Data »
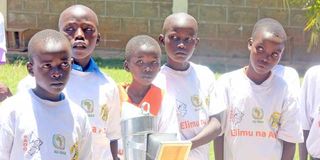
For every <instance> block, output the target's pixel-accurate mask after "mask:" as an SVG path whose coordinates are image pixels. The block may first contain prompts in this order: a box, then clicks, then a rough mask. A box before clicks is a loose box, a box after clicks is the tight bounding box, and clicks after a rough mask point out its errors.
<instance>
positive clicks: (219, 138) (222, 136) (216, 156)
mask: <svg viewBox="0 0 320 160" xmlns="http://www.w3.org/2000/svg"><path fill="white" fill-rule="evenodd" d="M223 139H224V135H222V136H219V137H217V138H216V139H215V140H214V141H213V143H214V158H215V160H223V147H224V146H223V143H224V140H223Z"/></svg>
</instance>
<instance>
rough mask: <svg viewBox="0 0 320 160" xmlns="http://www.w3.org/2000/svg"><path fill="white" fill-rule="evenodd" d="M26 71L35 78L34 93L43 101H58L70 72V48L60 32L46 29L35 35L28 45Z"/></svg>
mask: <svg viewBox="0 0 320 160" xmlns="http://www.w3.org/2000/svg"><path fill="white" fill-rule="evenodd" d="M28 56H29V62H28V63H27V69H28V72H29V74H30V75H32V76H34V77H35V80H36V88H35V89H34V92H35V93H36V94H37V95H38V96H39V97H41V98H43V99H48V100H52V101H56V100H59V95H60V93H61V91H62V90H63V88H64V87H65V85H66V83H67V81H68V79H69V73H70V70H71V67H70V65H71V63H72V60H71V46H70V42H69V40H68V39H67V38H66V37H65V36H64V35H63V34H62V33H60V32H58V31H55V30H51V29H46V30H43V31H40V32H38V33H36V34H35V35H34V36H33V37H32V38H31V39H30V41H29V44H28Z"/></svg>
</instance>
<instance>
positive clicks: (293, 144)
mask: <svg viewBox="0 0 320 160" xmlns="http://www.w3.org/2000/svg"><path fill="white" fill-rule="evenodd" d="M295 150H296V144H295V143H290V142H286V141H283V150H282V157H281V160H293V157H294V153H295Z"/></svg>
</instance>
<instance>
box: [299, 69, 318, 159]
mask: <svg viewBox="0 0 320 160" xmlns="http://www.w3.org/2000/svg"><path fill="white" fill-rule="evenodd" d="M319 83H320V66H319V65H318V66H313V67H311V68H310V69H308V70H307V72H306V74H305V76H304V79H303V83H302V87H301V97H300V101H301V115H302V128H303V133H304V138H305V142H306V140H307V139H308V140H309V141H310V139H312V140H313V141H314V142H315V141H316V140H315V139H314V138H315V137H314V138H310V139H309V131H310V130H311V129H312V128H315V126H316V123H317V122H316V121H314V119H315V117H317V115H319V113H320V107H319V106H320V99H319V94H320V92H319V91H320V85H318V84H319ZM314 123H315V124H314ZM313 136H314V135H313ZM318 137H319V135H318ZM318 139H320V138H318ZM318 149H319V148H318ZM299 150H300V159H302V160H306V159H307V155H308V153H307V149H306V144H305V143H302V144H300V146H299ZM312 156H313V155H312Z"/></svg>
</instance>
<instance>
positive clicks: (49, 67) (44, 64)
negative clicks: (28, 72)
mask: <svg viewBox="0 0 320 160" xmlns="http://www.w3.org/2000/svg"><path fill="white" fill-rule="evenodd" d="M41 68H43V69H50V68H51V64H44V65H42V66H41Z"/></svg>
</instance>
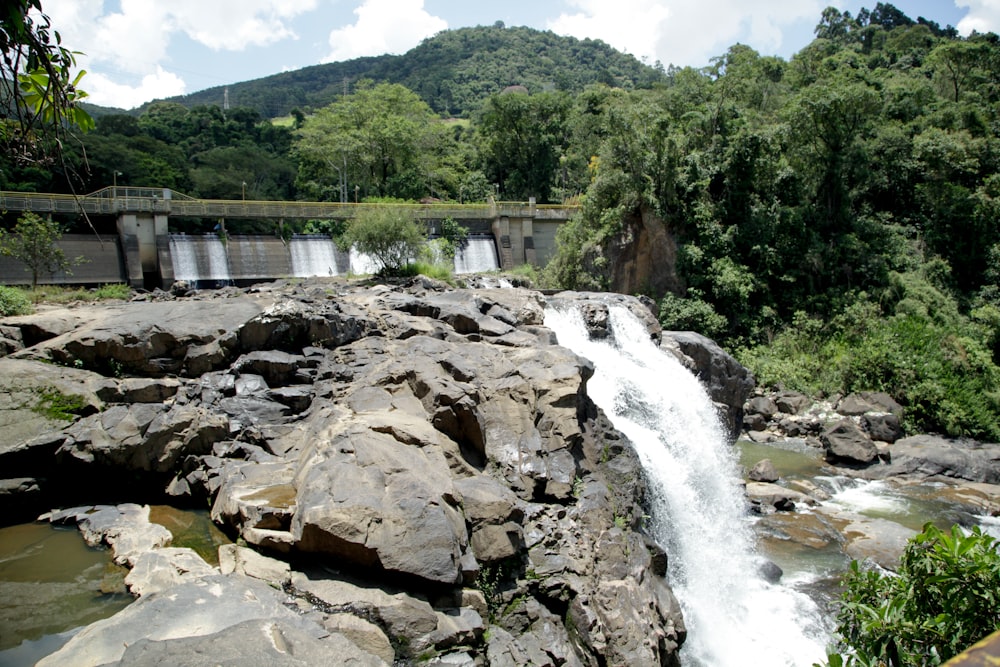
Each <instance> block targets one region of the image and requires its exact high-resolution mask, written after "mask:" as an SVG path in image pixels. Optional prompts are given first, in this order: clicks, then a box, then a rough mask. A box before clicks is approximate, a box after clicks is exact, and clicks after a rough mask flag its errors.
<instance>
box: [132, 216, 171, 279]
mask: <svg viewBox="0 0 1000 667" xmlns="http://www.w3.org/2000/svg"><path fill="white" fill-rule="evenodd" d="M168 219H169V216H168V214H166V213H162V212H158V213H153V212H142V213H132V212H123V213H119V214H118V236H119V238H121V240H122V250H123V252H124V253H125V266H126V268H127V271H128V274H129V283H130V284H131V285H132V286H133V287H152V285H144V282H145V281H144V280H143V276H144V275H145V276H149V277H150V278H151V280H152V277H153V276H158V275H159V276H161V280H159V281H156V282H162V280H165V279H163V278H162V271H161V267H160V259H161V256H162V250H161V248H160V246H161V245H162V244H163V243H164V242H167V239H168V236H167V229H168ZM166 247H167V256H168V257H169V254H170V252H169V243H167V246H166ZM169 272H170V273H171V274H172V273H173V267H172V265H171V267H170V271H169ZM170 282H171V283H173V279H172V276H171V281H170Z"/></svg>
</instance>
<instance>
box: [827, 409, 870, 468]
mask: <svg viewBox="0 0 1000 667" xmlns="http://www.w3.org/2000/svg"><path fill="white" fill-rule="evenodd" d="M820 442H822V443H823V448H824V450H825V451H826V460H827V461H829V462H830V463H835V464H840V465H845V466H858V467H860V466H867V465H869V464H871V463H873V462H875V460H876V459H877V458H878V448H876V447H875V443H874V442H872V440H871V438H869V437H868V435H867V434H866V433H865V432H864V431H862V430H861V428H860V427H859V426H858V425H857V424H855V423H854V422H853V421H851V420H850V419H842V420H840V421H839V422H837V423H835V424H833V425H831V426H830V427H829V428H827V429H826V431H824V432H823V434H822V435H821V436H820Z"/></svg>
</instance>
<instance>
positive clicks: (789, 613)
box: [545, 305, 829, 667]
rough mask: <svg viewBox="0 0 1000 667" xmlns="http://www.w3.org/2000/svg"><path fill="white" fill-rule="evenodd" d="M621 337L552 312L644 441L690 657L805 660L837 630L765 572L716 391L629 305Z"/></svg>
mask: <svg viewBox="0 0 1000 667" xmlns="http://www.w3.org/2000/svg"><path fill="white" fill-rule="evenodd" d="M610 315H611V325H612V330H613V334H614V341H613V342H606V341H593V340H590V338H589V337H588V335H587V331H586V328H585V327H584V324H583V320H582V317H581V315H580V314H579V313H578V312H577V311H575V310H572V311H565V312H563V311H559V310H555V309H553V308H551V307H550V308H549V309H547V310H546V316H545V324H546V326H548V327H550V328H551V329H553V330H554V331H555V332H556V335H557V336H558V339H559V343H560V344H561V345H564V346H566V347H568V348H570V349H572V350H573V351H574V352H576V353H577V354H579V355H581V356H583V357H586V358H587V359H589V360H590V361H591V362H593V364H594V366H595V373H594V377H593V378H592V379H591V380H590V381H589V382H588V385H587V386H588V391H589V394H590V397H591V398H592V399H593V400H594V402H595V403H596V404H597V405H598V406H600V407H601V408H602V409H603V410H604V412H605V413H606V414H607V415H608V417H609V418H610V419H611V420H612V422H613V423H614V425H615V427H616V428H618V430H620V431H621V432H622V433H624V434H625V435H626V436H627V437H628V438H629V440H631V442H632V443H633V444H634V446H635V448H636V451H637V452H638V454H639V457H640V459H641V461H642V464H643V468H644V471H645V474H646V478H647V484H648V486H649V492H650V497H651V498H650V501H651V507H650V509H651V513H652V516H651V527H652V532H653V535H654V536H655V537H656V539H657V540H658V541H659V542H660V543H661V544H662V545H663V546H664V547H665V549H666V551H667V554H668V558H669V563H670V567H669V573H668V576H669V577H670V583H671V586H672V587H673V589H674V591H675V593H676V594H677V597H678V599H679V600H680V602H681V606H682V608H683V612H684V618H685V622H686V623H687V627H688V639H687V643H686V644H685V646H684V649H683V652H682V656H683V660H684V664H686V665H700V666H703V667H735V666H737V665H738V666H740V667H744V666H746V665H753V666H754V667H786V666H787V667H801V666H803V665H811V664H813V662H818V661H822V660H823V659H825V652H824V647H825V645H826V643H827V641H828V639H829V635H828V631H827V629H826V624H825V622H824V620H823V617H822V614H821V613H820V611H819V609H818V608H817V606H816V605H815V603H813V602H812V600H810V599H809V598H808V597H806V596H805V595H804V594H801V593H799V592H796V591H794V590H792V589H790V588H786V587H784V586H781V585H780V584H777V585H776V584H769V583H768V582H766V581H764V580H763V579H762V578H761V576H760V574H759V571H760V565H761V564H762V563H761V562H760V560H759V558H758V557H757V556H756V554H755V549H754V543H753V537H752V534H751V531H750V527H749V524H748V522H747V511H746V503H745V500H744V497H743V493H742V489H741V488H740V485H739V477H738V475H737V463H736V457H735V452H734V451H733V449H732V448H731V447H730V446H729V445H728V443H727V442H726V439H725V437H724V436H723V432H722V428H721V425H720V424H719V422H718V418H717V416H716V414H715V410H714V407H713V405H712V403H711V400H710V399H709V398H708V396H707V394H706V392H705V390H704V388H703V387H702V386H701V385H700V383H699V382H698V380H697V378H695V377H694V376H693V375H692V374H691V373H690V372H688V371H687V370H686V369H685V368H684V367H683V366H682V365H681V364H680V363H679V362H677V360H675V359H674V358H673V357H671V356H670V355H668V354H666V353H664V352H663V351H661V350H660V349H659V348H657V347H656V346H655V345H654V344H653V343H652V341H650V339H649V335H648V333H647V332H646V330H645V328H644V327H643V326H642V324H641V323H640V322H639V321H638V319H637V318H636V317H635V316H634V315H632V314H631V313H630V312H629V311H628V310H627V309H626V308H624V307H622V306H617V305H612V306H611V308H610Z"/></svg>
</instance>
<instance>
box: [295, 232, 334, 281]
mask: <svg viewBox="0 0 1000 667" xmlns="http://www.w3.org/2000/svg"><path fill="white" fill-rule="evenodd" d="M288 248H289V251H290V253H291V256H292V275H293V276H295V277H297V278H312V277H314V276H335V275H337V274H339V273H340V271H338V270H337V248H336V246H335V245H334V243H333V240H332V239H331V238H330V237H329V236H326V235H322V234H315V235H313V234H302V235H295V236H292V238H291V240H290V241H289V242H288Z"/></svg>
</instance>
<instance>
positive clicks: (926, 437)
mask: <svg viewBox="0 0 1000 667" xmlns="http://www.w3.org/2000/svg"><path fill="white" fill-rule="evenodd" d="M889 452H890V456H891V462H890V463H889V465H886V466H880V467H878V468H875V469H873V470H872V474H873V475H874V476H877V477H882V478H884V477H890V476H895V475H908V476H913V477H920V478H927V477H935V476H942V477H950V478H957V479H963V480H968V481H970V482H980V483H987V484H998V483H1000V445H997V444H981V443H975V442H970V441H964V440H949V439H947V438H942V437H938V436H933V435H916V436H911V437H909V438H903V439H902V440H898V441H896V443H895V444H893V445H892V446H891V447H890V448H889Z"/></svg>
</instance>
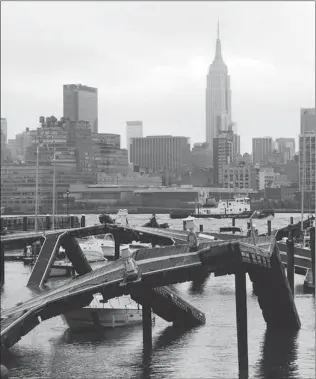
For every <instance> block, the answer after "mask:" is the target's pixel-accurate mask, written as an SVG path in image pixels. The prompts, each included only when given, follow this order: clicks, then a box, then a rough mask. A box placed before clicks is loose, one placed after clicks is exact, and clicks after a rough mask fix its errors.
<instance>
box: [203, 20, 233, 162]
mask: <svg viewBox="0 0 316 379" xmlns="http://www.w3.org/2000/svg"><path fill="white" fill-rule="evenodd" d="M230 124H231V91H230V78H229V75H228V72H227V66H226V64H225V63H224V61H223V57H222V50H221V41H220V38H219V22H218V24H217V39H216V51H215V57H214V59H213V62H212V64H211V65H210V67H209V72H208V74H207V81H206V142H207V143H208V144H209V146H210V148H211V149H213V140H214V138H215V137H217V134H218V133H219V132H220V131H224V130H228V126H229V125H230ZM211 156H213V154H211Z"/></svg>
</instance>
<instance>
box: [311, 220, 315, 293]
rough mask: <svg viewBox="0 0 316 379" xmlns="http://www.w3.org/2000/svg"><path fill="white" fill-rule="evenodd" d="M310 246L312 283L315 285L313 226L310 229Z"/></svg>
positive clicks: (313, 284)
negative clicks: (311, 258)
mask: <svg viewBox="0 0 316 379" xmlns="http://www.w3.org/2000/svg"><path fill="white" fill-rule="evenodd" d="M310 246H311V258H312V274H313V285H314V286H315V226H313V227H311V229H310Z"/></svg>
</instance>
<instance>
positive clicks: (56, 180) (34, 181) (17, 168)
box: [1, 162, 96, 214]
mask: <svg viewBox="0 0 316 379" xmlns="http://www.w3.org/2000/svg"><path fill="white" fill-rule="evenodd" d="M55 175H56V176H55V178H56V181H55V183H56V213H65V212H66V208H67V205H66V198H65V195H66V192H67V190H68V189H69V185H70V184H71V183H86V184H89V183H95V181H96V180H95V176H93V175H83V174H81V173H80V174H79V173H76V172H74V171H73V170H71V169H69V168H68V167H66V166H62V165H59V164H58V162H56V172H55ZM38 179H39V187H38V194H37V196H38V207H39V212H40V213H42V214H46V213H50V214H51V213H52V195H53V190H52V189H53V165H52V163H46V164H44V163H43V164H40V165H39V167H38ZM70 196H71V194H70ZM35 198H36V166H35V165H33V164H32V165H29V164H9V165H2V166H1V206H2V207H5V209H6V211H7V212H9V213H10V212H15V213H16V212H20V213H29V214H34V212H35Z"/></svg>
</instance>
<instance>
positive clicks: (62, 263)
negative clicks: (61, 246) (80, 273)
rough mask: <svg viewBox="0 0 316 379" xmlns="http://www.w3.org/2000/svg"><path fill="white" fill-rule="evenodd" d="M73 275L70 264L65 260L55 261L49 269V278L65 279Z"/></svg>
mask: <svg viewBox="0 0 316 379" xmlns="http://www.w3.org/2000/svg"><path fill="white" fill-rule="evenodd" d="M74 274H75V270H74V268H73V266H72V263H71V262H70V261H68V260H67V259H63V260H58V261H55V262H54V263H53V264H52V266H51V269H50V273H49V277H50V278H52V277H67V276H72V275H74Z"/></svg>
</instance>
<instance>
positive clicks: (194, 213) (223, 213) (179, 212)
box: [170, 211, 274, 219]
mask: <svg viewBox="0 0 316 379" xmlns="http://www.w3.org/2000/svg"><path fill="white" fill-rule="evenodd" d="M252 215H253V211H247V212H243V213H222V214H220V213H214V214H201V213H196V212H191V213H190V212H171V213H170V218H173V219H176V218H177V219H179V218H186V217H188V216H192V217H195V218H216V219H230V218H236V219H248V218H250V217H251V216H252ZM273 215H274V213H273V211H271V212H270V211H261V212H258V213H256V214H254V215H253V216H252V218H254V219H263V218H267V217H269V216H273Z"/></svg>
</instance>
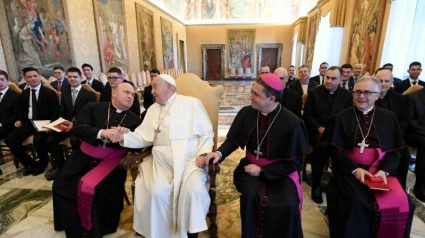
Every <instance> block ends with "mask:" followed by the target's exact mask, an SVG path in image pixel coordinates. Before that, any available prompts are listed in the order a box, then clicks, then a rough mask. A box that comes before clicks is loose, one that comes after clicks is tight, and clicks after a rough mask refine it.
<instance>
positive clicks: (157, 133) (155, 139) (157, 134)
mask: <svg viewBox="0 0 425 238" xmlns="http://www.w3.org/2000/svg"><path fill="white" fill-rule="evenodd" d="M154 132H155V133H154V137H153V140H156V137H157V136H158V134H159V133H161V130H160V129H159V125H158V127H157V128H156V129H155V130H154Z"/></svg>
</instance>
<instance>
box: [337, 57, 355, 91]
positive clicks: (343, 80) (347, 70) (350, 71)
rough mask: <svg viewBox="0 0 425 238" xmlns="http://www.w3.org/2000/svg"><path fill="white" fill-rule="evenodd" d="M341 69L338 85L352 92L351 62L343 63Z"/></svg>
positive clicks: (352, 70) (352, 73)
mask: <svg viewBox="0 0 425 238" xmlns="http://www.w3.org/2000/svg"><path fill="white" fill-rule="evenodd" d="M341 69H342V72H343V74H342V79H341V84H340V86H341V87H343V88H345V89H347V90H348V91H350V92H352V91H353V89H354V78H353V66H352V65H351V64H343V65H342V66H341Z"/></svg>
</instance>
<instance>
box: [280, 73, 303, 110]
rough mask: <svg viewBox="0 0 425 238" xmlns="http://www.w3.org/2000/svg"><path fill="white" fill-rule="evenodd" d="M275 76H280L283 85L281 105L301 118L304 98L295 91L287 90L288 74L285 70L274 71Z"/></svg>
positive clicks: (289, 89) (287, 88) (281, 98)
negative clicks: (301, 112)
mask: <svg viewBox="0 0 425 238" xmlns="http://www.w3.org/2000/svg"><path fill="white" fill-rule="evenodd" d="M274 74H276V75H277V76H279V78H280V80H282V83H283V90H282V97H281V98H280V101H279V102H280V104H281V105H282V106H284V107H285V108H286V109H288V110H289V111H291V112H292V113H294V114H295V115H296V116H297V117H299V118H301V110H302V107H303V100H302V96H301V95H300V94H299V93H297V92H295V91H294V90H292V89H290V88H286V83H287V81H288V72H287V71H286V69H285V68H282V67H279V68H277V69H276V70H275V71H274Z"/></svg>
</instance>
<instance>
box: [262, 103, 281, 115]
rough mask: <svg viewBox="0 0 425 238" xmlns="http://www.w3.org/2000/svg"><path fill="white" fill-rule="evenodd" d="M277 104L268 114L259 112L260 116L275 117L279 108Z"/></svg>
mask: <svg viewBox="0 0 425 238" xmlns="http://www.w3.org/2000/svg"><path fill="white" fill-rule="evenodd" d="M279 104H280V103H276V107H275V108H274V109H273V110H272V111H271V112H269V113H264V112H262V111H260V112H261V115H263V116H274V115H276V113H277V112H278V111H279V108H280V107H279Z"/></svg>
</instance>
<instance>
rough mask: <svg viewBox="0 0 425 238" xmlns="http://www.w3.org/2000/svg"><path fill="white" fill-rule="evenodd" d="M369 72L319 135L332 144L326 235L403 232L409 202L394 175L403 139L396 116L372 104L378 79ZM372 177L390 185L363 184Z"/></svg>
mask: <svg viewBox="0 0 425 238" xmlns="http://www.w3.org/2000/svg"><path fill="white" fill-rule="evenodd" d="M371 78H372V77H366V78H362V79H359V80H358V82H357V83H356V86H355V88H354V92H355V95H356V96H355V98H354V104H355V107H350V108H347V109H345V110H343V111H341V112H339V113H337V114H336V115H335V116H334V117H333V120H332V122H331V123H329V125H328V126H327V127H326V129H325V132H324V134H323V136H322V138H321V140H322V141H323V142H325V143H327V144H329V145H330V146H331V147H332V153H331V158H332V172H333V176H332V178H331V180H330V181H329V183H328V186H327V202H328V218H329V229H330V236H331V237H338V238H339V237H365V238H367V237H397V238H399V237H409V233H410V226H411V222H412V219H413V211H414V207H413V205H412V203H411V200H410V199H409V198H408V196H407V194H406V193H405V191H404V190H403V188H402V187H401V185H400V183H399V182H398V180H397V178H396V177H395V176H394V175H396V173H397V167H398V163H399V159H400V153H399V150H400V149H401V148H402V147H403V139H402V135H401V131H400V130H399V125H398V121H397V118H396V116H395V115H394V114H393V113H392V112H389V111H387V110H384V109H381V108H376V107H374V106H373V105H374V103H375V101H376V100H377V99H378V97H379V92H380V83H379V80H378V79H376V78H372V79H371ZM376 85H379V87H378V86H376ZM377 88H379V90H377ZM364 94H368V95H364ZM365 105H366V106H365ZM372 177H373V178H374V179H379V180H381V181H383V182H382V183H386V184H387V185H388V187H389V188H390V191H379V190H372V189H371V187H369V186H367V185H366V184H365V180H368V179H369V180H370V179H372Z"/></svg>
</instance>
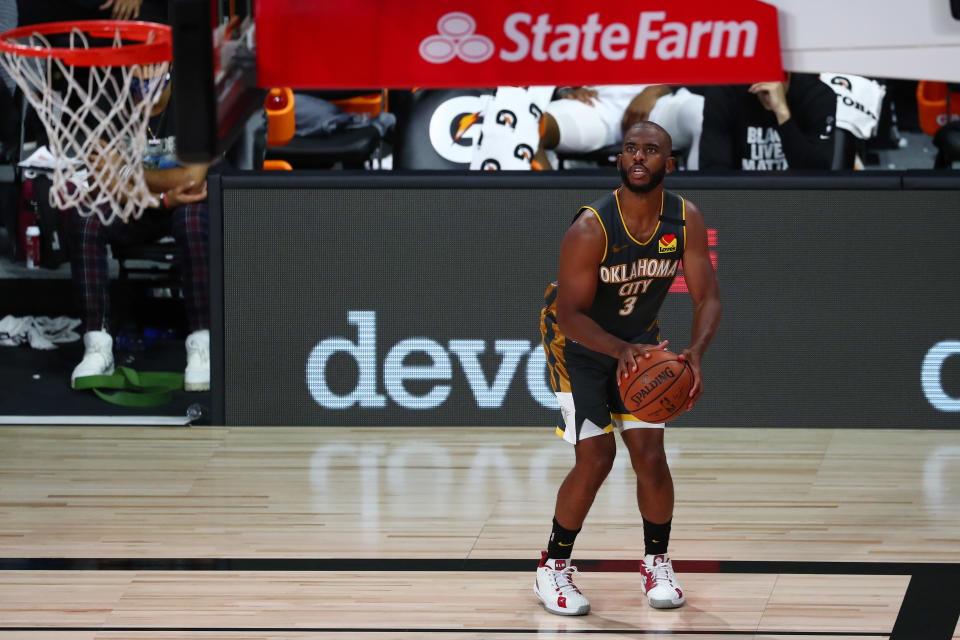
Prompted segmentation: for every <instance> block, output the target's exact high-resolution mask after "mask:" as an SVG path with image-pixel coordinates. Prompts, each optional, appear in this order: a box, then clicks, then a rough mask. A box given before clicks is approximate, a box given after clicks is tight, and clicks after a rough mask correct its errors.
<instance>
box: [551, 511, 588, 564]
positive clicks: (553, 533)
mask: <svg viewBox="0 0 960 640" xmlns="http://www.w3.org/2000/svg"><path fill="white" fill-rule="evenodd" d="M578 533H580V529H577V530H576V531H571V530H570V529H564V528H563V527H561V526H560V523H559V522H557V519H556V518H554V519H553V533H551V534H550V542H548V543H547V557H548V558H554V559H556V560H569V559H570V554H571V553H572V552H573V542H574V541H575V540H576V539H577V534H578Z"/></svg>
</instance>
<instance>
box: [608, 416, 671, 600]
mask: <svg viewBox="0 0 960 640" xmlns="http://www.w3.org/2000/svg"><path fill="white" fill-rule="evenodd" d="M641 424H642V423H641ZM663 433H664V430H663V427H662V425H656V426H645V427H640V428H632V429H625V430H624V431H623V433H622V435H623V441H624V443H625V444H626V446H627V450H628V451H629V452H630V462H631V464H632V465H633V470H634V472H636V474H637V506H638V507H639V508H640V514H641V516H642V518H643V537H644V546H645V553H644V559H643V563H642V564H641V574H642V576H643V591H644V593H646V594H647V601H648V602H649V603H650V606H652V607H654V608H657V609H672V608H674V607H679V606H681V605H682V604H683V603H684V601H685V599H684V595H683V590H682V589H681V588H680V584H679V583H678V581H677V577H676V574H675V573H674V571H673V564H672V563H671V561H670V557H669V556H668V555H667V547H668V545H669V543H670V527H671V525H672V523H673V504H674V490H673V478H672V476H671V475H670V468H669V466H668V465H667V456H666V452H665V451H664V447H663Z"/></svg>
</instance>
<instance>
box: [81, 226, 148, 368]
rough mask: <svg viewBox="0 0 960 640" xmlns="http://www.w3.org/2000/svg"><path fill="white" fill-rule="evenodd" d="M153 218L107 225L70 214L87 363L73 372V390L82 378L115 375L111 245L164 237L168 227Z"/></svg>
mask: <svg viewBox="0 0 960 640" xmlns="http://www.w3.org/2000/svg"><path fill="white" fill-rule="evenodd" d="M149 216H150V213H149V212H147V213H145V214H144V217H143V218H141V219H140V220H131V221H130V222H126V223H124V222H122V221H120V220H116V221H114V222H113V223H112V224H109V225H105V224H103V222H102V221H101V220H100V218H99V217H98V216H97V215H96V214H92V215H88V216H81V215H80V214H79V213H77V212H76V211H72V212H71V213H70V216H69V228H70V243H71V244H70V274H71V278H72V280H73V286H74V294H75V296H76V298H77V303H78V304H79V306H80V309H81V314H82V319H83V330H84V336H83V344H84V355H83V360H81V361H80V364H78V365H77V366H76V367H75V368H74V370H73V373H72V375H71V377H70V384H71V386H73V385H74V382H75V381H76V379H77V378H78V377H82V376H91V375H103V374H110V373H113V364H114V362H113V337H112V336H111V335H110V271H109V268H108V264H107V245H108V244H115V245H116V244H120V245H123V244H139V243H143V242H149V241H151V240H152V239H155V238H157V237H159V236H160V235H163V232H162V229H163V228H164V227H165V225H164V224H163V223H162V222H161V223H160V224H158V223H157V221H155V220H154V219H153V218H151V217H149Z"/></svg>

To do »
In the entries above, find the line holding "box: [311, 220, 315, 293]" and the line holding "positive clicks: (56, 180)", then retype exactly those two lines and every line between them, and nothing else.

Solution to this task »
box: [311, 220, 315, 293]
rough mask: <svg viewBox="0 0 316 379" xmlns="http://www.w3.org/2000/svg"><path fill="white" fill-rule="evenodd" d="M310 246L312 283L315 285L313 226L310 229Z"/></svg>
positive clicks: (313, 284)
negative clicks: (311, 258)
mask: <svg viewBox="0 0 316 379" xmlns="http://www.w3.org/2000/svg"><path fill="white" fill-rule="evenodd" d="M310 246H311V258H312V274H313V285H314V286H315V226H313V227H311V229H310Z"/></svg>
</instance>
<instance>
positive clicks: (56, 180) (34, 181) (17, 168)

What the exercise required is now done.